- [Exercise requirements]
Wherever "foliage" shows up in the records below, copy the whole line.

[[ Data provided, beginning ]]

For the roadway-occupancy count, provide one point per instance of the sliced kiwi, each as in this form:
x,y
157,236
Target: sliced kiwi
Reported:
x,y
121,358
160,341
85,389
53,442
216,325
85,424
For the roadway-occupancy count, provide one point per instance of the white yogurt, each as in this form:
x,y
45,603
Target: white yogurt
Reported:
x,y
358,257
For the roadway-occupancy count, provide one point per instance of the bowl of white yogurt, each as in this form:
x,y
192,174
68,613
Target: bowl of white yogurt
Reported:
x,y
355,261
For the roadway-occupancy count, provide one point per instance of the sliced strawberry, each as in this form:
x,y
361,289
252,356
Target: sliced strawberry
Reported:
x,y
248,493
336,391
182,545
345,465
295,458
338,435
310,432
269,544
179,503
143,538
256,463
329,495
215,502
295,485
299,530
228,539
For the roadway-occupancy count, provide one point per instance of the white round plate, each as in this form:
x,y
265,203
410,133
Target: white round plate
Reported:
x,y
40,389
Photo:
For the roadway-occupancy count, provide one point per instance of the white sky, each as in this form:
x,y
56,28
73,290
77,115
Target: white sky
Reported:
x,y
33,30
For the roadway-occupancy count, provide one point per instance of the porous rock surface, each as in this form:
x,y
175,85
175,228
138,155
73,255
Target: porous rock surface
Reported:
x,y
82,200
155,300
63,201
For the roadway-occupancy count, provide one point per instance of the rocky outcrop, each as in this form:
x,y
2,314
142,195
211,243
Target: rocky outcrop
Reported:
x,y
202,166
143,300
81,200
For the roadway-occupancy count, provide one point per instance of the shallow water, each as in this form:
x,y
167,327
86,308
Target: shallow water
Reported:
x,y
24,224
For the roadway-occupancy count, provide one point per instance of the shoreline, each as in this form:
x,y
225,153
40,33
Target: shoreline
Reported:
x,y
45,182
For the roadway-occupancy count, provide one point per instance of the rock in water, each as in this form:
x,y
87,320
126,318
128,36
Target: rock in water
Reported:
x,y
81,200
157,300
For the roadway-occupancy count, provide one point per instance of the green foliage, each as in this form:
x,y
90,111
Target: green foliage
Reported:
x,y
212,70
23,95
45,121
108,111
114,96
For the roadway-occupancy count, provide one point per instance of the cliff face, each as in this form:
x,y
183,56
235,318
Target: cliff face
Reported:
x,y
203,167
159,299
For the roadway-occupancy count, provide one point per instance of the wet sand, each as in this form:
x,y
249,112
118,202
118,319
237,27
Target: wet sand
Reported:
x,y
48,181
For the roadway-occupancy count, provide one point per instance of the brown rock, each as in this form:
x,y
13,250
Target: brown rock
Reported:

[[ Data provided, end ]]

- [Completed exercise]
For the roadway-occupancy count, provide one point per instance of the green foliage, each as in this form:
Target: green foliage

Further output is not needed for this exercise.